• _Exercise materials_:

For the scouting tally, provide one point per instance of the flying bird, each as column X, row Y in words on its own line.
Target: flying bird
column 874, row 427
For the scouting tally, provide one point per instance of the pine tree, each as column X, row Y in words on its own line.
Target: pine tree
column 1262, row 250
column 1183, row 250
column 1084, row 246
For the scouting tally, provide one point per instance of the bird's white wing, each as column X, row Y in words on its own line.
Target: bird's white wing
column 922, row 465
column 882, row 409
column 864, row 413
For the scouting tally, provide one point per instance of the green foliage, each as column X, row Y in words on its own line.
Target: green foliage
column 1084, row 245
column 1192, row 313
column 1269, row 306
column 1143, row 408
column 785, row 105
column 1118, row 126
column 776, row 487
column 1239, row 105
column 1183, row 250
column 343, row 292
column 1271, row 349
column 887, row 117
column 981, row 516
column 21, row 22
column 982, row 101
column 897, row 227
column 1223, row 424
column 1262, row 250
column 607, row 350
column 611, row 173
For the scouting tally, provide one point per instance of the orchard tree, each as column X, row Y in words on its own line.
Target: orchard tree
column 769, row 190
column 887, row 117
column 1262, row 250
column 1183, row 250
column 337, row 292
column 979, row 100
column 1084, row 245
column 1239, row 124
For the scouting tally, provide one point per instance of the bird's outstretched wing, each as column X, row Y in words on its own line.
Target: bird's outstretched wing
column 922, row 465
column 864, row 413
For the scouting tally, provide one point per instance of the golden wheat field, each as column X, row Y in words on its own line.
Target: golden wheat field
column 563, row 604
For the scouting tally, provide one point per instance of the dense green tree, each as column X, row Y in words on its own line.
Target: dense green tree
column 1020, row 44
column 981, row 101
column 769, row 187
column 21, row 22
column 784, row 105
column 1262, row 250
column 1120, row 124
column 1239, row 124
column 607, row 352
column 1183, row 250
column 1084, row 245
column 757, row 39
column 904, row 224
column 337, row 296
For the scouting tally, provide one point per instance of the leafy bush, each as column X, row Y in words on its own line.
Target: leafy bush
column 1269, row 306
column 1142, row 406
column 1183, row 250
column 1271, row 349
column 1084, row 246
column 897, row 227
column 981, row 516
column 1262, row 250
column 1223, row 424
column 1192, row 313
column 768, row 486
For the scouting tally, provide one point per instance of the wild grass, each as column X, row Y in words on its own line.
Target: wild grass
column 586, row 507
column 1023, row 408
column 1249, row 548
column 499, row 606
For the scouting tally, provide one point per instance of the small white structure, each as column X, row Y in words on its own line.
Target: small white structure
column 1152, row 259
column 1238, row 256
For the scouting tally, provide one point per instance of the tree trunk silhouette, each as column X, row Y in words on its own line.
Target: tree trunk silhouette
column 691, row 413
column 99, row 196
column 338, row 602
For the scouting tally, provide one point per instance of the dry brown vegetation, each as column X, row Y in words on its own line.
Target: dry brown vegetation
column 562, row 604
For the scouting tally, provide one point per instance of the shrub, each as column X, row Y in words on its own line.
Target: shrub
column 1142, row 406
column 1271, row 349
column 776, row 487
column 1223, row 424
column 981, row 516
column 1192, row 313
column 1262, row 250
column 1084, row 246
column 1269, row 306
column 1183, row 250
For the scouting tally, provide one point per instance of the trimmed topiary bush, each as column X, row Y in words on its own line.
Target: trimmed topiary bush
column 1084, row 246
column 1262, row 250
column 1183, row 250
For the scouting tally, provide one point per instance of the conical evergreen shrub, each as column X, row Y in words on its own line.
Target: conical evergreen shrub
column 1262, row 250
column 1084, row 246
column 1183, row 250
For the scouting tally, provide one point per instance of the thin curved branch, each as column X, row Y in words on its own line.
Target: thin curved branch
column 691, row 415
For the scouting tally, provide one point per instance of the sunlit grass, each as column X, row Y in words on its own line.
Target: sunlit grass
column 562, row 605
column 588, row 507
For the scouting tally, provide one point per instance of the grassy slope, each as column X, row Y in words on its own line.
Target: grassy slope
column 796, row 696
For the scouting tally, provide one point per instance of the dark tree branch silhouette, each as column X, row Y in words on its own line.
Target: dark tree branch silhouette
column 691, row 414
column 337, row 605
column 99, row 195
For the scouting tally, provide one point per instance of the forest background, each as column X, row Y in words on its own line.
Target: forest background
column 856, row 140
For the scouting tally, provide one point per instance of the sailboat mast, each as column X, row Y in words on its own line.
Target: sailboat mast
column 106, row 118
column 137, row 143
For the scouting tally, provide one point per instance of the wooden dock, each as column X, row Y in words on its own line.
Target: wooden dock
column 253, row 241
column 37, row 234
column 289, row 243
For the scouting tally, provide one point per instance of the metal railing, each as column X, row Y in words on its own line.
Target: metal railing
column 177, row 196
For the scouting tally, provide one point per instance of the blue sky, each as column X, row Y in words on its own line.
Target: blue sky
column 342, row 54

• _Work item_:
Here the job is to transcribe the lines from the first line of the data through the line containing "of the green", inclusive, exactly and with nothing else.

• _Response_:
For the scouting tally, provide one point per instance of the flying bird, each as column X, row Y in words on its own line.
Target: flying bird
column 874, row 427
For the scouting tally, provide one point per instance of the pine tree, each as column X, row Y in words on its own line.
Target: pine tree
column 1262, row 250
column 1183, row 250
column 1084, row 246
For the scouting tally, provide one point per instance of the bird's white wing, each as column X, row Y in words on its own line.
Target: bird's white wing
column 922, row 465
column 882, row 409
column 864, row 413
For the scouting tally, provide one point per instance of the green foliage, each as column X, row Y in words on its own line.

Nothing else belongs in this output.